Description of the task = Please write out the line containing "Where can the door" and each line after it through the end of the data, exactly, and nothing else.

The records =
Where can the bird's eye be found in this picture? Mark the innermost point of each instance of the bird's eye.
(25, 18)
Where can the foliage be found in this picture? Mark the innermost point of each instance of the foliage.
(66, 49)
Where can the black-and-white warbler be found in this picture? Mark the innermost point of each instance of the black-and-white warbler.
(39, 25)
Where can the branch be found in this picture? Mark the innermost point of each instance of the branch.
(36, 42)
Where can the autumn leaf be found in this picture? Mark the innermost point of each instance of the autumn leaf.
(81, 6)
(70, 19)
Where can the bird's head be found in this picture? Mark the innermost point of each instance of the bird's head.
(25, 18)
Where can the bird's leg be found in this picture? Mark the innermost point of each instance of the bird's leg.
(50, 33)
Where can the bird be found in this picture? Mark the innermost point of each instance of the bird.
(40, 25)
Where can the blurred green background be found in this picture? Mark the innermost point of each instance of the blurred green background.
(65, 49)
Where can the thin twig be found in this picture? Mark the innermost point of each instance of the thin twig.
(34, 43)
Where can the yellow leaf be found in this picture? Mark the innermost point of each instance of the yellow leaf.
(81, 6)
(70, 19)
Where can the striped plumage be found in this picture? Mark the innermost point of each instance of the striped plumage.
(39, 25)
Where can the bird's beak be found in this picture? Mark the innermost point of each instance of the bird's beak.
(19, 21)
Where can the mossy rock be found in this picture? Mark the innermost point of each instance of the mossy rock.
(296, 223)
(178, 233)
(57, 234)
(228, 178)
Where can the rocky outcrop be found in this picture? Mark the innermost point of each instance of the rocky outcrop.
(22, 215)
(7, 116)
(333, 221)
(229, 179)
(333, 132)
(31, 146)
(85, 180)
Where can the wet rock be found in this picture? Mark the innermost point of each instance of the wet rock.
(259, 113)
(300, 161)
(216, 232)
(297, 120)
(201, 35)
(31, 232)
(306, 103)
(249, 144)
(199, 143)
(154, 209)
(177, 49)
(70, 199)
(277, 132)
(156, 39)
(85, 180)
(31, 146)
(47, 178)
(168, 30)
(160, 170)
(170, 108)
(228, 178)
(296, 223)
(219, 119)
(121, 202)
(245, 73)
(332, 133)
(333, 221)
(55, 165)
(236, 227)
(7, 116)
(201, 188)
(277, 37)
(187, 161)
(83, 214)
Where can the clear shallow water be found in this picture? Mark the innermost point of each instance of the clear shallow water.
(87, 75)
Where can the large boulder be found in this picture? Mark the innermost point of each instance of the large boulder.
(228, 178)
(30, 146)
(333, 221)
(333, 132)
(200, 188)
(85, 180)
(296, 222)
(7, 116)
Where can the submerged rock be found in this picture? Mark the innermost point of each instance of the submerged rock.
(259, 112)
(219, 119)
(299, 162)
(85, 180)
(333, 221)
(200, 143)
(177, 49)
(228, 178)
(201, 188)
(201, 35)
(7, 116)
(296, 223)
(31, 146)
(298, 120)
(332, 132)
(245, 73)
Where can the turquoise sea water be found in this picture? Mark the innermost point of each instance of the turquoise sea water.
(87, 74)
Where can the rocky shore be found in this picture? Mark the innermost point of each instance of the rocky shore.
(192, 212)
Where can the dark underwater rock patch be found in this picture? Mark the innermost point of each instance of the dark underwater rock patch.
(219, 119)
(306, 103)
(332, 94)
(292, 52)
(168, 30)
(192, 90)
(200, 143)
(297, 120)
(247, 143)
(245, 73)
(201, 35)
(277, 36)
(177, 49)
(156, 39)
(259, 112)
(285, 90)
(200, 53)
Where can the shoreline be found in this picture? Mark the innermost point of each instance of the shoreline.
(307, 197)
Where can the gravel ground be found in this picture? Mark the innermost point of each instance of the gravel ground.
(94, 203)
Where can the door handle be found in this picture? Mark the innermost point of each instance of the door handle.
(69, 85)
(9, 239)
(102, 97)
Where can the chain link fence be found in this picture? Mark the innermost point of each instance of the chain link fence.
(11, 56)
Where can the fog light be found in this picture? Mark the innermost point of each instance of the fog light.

Response box =
Where can the door handle be found in this picture? Mark the innermost point of each instance of the door handle.
(69, 85)
(9, 239)
(102, 97)
Where can the chain link fence be found in this picture? Mark the innermost point of each instance of the chain link fence.
(11, 56)
Where can the fog light be found in this picture? Mark the innermost point of each instance of the fog light.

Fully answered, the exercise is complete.